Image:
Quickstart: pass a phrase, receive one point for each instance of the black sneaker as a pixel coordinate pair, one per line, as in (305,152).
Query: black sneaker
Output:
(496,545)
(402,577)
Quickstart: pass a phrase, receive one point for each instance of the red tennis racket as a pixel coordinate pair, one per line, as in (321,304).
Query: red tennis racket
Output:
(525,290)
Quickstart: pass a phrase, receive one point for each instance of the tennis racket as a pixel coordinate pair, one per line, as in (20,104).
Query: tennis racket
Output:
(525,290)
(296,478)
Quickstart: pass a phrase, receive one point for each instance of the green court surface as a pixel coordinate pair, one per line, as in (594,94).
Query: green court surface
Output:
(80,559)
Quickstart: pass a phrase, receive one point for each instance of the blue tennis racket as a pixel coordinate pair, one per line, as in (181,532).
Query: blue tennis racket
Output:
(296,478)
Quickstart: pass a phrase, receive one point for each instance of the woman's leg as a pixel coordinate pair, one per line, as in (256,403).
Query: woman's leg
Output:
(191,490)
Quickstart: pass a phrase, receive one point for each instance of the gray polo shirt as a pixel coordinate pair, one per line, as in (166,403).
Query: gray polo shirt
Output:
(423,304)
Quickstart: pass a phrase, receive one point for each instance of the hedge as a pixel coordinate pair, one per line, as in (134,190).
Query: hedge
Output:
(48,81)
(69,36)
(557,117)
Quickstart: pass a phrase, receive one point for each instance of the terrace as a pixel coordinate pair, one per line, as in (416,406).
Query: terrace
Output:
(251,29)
...
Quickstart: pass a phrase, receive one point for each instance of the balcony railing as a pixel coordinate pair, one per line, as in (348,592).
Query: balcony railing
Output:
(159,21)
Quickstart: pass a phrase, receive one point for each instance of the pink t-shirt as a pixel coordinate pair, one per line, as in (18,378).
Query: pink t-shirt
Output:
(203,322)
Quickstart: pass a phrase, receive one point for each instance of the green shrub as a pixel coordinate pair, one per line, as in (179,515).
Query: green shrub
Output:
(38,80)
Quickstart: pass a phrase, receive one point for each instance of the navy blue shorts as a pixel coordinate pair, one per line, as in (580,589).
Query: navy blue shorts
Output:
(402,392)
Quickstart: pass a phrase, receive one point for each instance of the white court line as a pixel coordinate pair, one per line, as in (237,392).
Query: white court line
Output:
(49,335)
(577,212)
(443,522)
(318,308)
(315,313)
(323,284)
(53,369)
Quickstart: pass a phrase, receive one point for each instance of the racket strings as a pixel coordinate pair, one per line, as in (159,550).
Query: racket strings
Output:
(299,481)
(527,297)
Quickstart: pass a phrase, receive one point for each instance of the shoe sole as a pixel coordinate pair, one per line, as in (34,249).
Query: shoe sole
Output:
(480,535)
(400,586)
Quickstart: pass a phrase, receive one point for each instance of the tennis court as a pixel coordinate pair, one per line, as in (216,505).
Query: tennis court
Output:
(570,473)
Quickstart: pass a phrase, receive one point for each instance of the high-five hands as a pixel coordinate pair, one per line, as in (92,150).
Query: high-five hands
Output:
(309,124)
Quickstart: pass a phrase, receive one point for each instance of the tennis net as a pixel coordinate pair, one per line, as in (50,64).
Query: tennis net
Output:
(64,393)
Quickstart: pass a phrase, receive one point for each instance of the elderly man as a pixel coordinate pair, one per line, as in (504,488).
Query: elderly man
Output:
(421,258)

* _WHAT YOU WILL DO_: Please find every line in the rows above that contains the string "terrace", matching case exactly, and copy each of those lines.

* _FINAL RESULT_:
Quickstart: pass a phrase, receive one point for each instance of the terrace as a pixel coordinate pair, one per line, as in (416,406).
Query: terrace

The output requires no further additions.